-- Opening Marker --

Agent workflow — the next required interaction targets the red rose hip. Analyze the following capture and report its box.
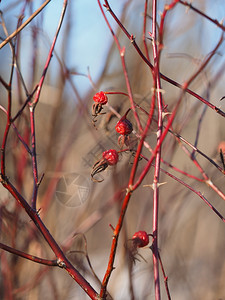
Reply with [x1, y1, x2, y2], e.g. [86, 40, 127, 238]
[93, 91, 108, 105]
[102, 149, 119, 165]
[132, 231, 149, 248]
[115, 118, 133, 135]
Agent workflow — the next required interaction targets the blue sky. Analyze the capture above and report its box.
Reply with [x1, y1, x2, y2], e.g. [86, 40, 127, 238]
[0, 0, 125, 99]
[1, 1, 225, 103]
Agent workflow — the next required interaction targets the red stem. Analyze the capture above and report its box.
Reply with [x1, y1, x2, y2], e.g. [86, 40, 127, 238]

-- Closing Marker --

REQUIRED WORK: Please repeat each line from the one with "Agent workflow — the next required interaction targets the blue" through the last line of the data above, and add nothing.

RESULT OF THE EXERCISE:
Agent workflow — the next required interaction targets the blue sky. Analyze the capture above and report its box.
Reply with [x1, y1, x2, y2], e.g. [86, 40, 127, 238]
[0, 0, 125, 99]
[1, 1, 225, 103]
Agent workflow — the next required interaction targets the red stem. Analyze the capture above and report its box.
Reply with [x1, y1, x2, y2], e.g. [86, 40, 127, 238]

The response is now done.